Parts of the exercise —
1. Set down the passage of the article on health data verbatim, everything from "[BEIJING] A lack" down to "called 'vital statistics'.".
2. According to the article on health data, for how many of the world's people does Margaret Chan say there is no accurate information?
3. Decide whether each statement agrees with the article on health data, answering yes or no and quoting the deciding words. (a) Forum 11 was held in Beijing. (b) Chen Zhu is the director-general of the WHO. (c) Stephan Matlin considers the '10/90 gap' an adequate description of the situation.

Given text —
===
30 octobre 2007 | EN | 中文

People in the developing world have unequal access to healthcare

[BEIJING] A lack of information on the health of poor people is impeding research and access to medical interventions, warns a top United Nations health official.

Of the world's 6.5 billion people, "we do not have accurate information on more than four billion," said Margaret Chan, director-general of the WHO, yesterday (29 October) at the opening of Forum 11, the annual meeting of the Global Forum for Health Research in Beijing, China.

According to Chan, we have accurate data on the number of births and deaths and causes of deaths of less than a third of the world's population — so called 'vital statistics'.

This has meant that research and medical interventions for poor populations has been based on data obtained from wealthier people living in different conditions.

Given this poor knowledge, she said, Millennium Development Goals directly related to health "are the least likely to be met".

Chan appealed for more research into health systems for calculating health needs and distributing resources.

Chen Zhu, China's minister of health, told the forum, "Developed countries should help the developing world build up its manpower to tackle the problem."

Yesterday, the Health Metrics Network, a global partnership hosted by the WHO, launched a drive to count all births and deaths through civil registration.

Stephan Matlin, executive director of the Global Forum for Health, emphasised at a press conference that the profile of global health is changing and more information is needed to deal with this.

The oft stated '10/90 gap' — which describes the inequitable situation of only 10 per cent of global research funding being spent on diseases that affect 90 per cent of the world's population — is not an adequate description of the situation, he said.

In the past decade, Matlin said, with the exception of in Africa, the main cause of death in developing countries has been an inequality of access to treatment for the same diseases that occur in rich countries, not communicable disease.
===
(Items listed in a dataset)
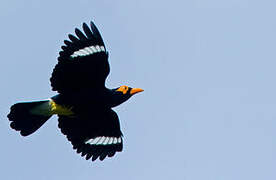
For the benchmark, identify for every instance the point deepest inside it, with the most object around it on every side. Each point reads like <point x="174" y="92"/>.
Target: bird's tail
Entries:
<point x="27" y="117"/>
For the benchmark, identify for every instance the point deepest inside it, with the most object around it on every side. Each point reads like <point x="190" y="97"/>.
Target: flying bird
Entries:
<point x="83" y="103"/>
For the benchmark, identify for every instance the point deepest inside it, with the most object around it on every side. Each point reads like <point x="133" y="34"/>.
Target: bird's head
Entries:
<point x="123" y="93"/>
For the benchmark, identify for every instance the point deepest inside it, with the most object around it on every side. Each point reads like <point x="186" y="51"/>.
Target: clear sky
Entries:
<point x="208" y="111"/>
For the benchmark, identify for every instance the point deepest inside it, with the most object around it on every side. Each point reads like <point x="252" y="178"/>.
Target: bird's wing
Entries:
<point x="82" y="62"/>
<point x="95" y="134"/>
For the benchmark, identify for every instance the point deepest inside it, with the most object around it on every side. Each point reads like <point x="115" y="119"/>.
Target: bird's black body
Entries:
<point x="84" y="104"/>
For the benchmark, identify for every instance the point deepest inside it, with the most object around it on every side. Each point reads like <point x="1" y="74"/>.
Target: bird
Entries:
<point x="83" y="103"/>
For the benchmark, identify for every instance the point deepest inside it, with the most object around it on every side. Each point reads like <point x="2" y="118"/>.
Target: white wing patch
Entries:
<point x="88" y="51"/>
<point x="102" y="140"/>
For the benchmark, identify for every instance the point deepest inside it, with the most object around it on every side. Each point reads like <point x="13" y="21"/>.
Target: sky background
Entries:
<point x="208" y="69"/>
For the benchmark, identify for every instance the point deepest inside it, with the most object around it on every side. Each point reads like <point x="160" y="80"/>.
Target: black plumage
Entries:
<point x="84" y="104"/>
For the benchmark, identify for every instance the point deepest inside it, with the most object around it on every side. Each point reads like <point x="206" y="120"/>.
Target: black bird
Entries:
<point x="83" y="103"/>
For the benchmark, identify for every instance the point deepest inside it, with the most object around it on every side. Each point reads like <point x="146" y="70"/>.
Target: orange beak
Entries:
<point x="136" y="90"/>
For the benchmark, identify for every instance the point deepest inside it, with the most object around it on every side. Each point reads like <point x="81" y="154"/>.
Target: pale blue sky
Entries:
<point x="208" y="69"/>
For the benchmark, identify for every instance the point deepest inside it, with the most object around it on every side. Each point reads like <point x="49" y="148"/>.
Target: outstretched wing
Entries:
<point x="83" y="62"/>
<point x="95" y="135"/>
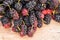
===
List of solutions —
1.
[BEIJING] A lack of information on the health of poor people is impeding research and access to medical interventions, warns a top United Nations health official.

Of the world's 6.5 billion people, "we do not have accurate information on more than four billion," said Margaret Chan, director-general of the WHO, yesterday (29 October) at the opening of Forum 11, the annual meeting of the Global Forum for Health Research in Beijing, China.

According to Chan, we have accurate data on the number of births and deaths and causes of deaths of less than a third of the world's population — so called 'vital statistics'.

2. More than four billion.

3.
(a) Yes: "the annual meeting of the Global Forum for Health Research in Beijing, China"
(b) No: "Chen Zhu, China's minister of health"
(c) No: "is not an adequate description of the situation"